» **Description of the task**:
In the data below, copy every line of the part that opens with the line containing "# point at: leaning" and runs through the end of the data. Offset each coordinate value in the answers by adding 75 to it.

Records of labeled points:
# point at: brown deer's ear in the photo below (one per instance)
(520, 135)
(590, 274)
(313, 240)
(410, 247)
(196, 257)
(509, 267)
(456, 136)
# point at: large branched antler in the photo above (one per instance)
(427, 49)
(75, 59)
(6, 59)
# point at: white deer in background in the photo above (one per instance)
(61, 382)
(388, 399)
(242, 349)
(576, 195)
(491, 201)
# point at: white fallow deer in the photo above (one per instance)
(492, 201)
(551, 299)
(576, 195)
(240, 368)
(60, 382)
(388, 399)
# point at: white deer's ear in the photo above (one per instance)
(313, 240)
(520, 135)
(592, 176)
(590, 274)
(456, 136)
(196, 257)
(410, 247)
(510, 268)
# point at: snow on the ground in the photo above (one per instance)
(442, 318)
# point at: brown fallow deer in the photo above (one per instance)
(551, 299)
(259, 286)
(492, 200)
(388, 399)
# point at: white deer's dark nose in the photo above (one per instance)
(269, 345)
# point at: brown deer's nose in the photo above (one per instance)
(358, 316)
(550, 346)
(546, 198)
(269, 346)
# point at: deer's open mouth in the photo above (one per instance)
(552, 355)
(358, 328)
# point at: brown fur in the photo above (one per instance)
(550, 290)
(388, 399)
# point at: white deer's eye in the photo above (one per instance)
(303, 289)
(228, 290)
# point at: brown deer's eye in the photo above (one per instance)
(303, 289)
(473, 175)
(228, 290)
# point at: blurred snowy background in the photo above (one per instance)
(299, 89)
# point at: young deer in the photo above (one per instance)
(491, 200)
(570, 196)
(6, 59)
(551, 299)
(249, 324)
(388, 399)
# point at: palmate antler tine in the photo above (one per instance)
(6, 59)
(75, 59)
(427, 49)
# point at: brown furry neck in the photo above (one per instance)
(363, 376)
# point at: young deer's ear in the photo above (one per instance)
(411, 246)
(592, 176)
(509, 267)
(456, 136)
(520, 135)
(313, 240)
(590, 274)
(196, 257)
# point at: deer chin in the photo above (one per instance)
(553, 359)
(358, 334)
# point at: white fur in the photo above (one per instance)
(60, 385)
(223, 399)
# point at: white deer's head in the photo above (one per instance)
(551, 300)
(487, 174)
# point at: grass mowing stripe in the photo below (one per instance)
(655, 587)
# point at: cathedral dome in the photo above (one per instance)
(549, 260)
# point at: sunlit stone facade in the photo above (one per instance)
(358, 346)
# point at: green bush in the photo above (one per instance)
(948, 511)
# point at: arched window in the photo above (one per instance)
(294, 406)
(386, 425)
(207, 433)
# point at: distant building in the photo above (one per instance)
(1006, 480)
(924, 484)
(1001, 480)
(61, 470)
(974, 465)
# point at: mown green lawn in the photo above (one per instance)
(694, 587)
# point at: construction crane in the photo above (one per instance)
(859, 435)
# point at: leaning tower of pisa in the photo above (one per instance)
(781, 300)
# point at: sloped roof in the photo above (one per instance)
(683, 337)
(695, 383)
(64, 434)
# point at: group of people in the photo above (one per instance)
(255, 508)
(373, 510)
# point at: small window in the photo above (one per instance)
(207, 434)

» **Result of the exercise**:
# point at: leaning tower of pisa in the photo above (one per instance)
(856, 375)
# point at: sloped roof in the photo above (one per instance)
(758, 412)
(770, 458)
(139, 509)
# point at: group of people in the photo above (one per instance)
(330, 583)
(448, 585)
# point at: small window in the photo above (one per instance)
(282, 509)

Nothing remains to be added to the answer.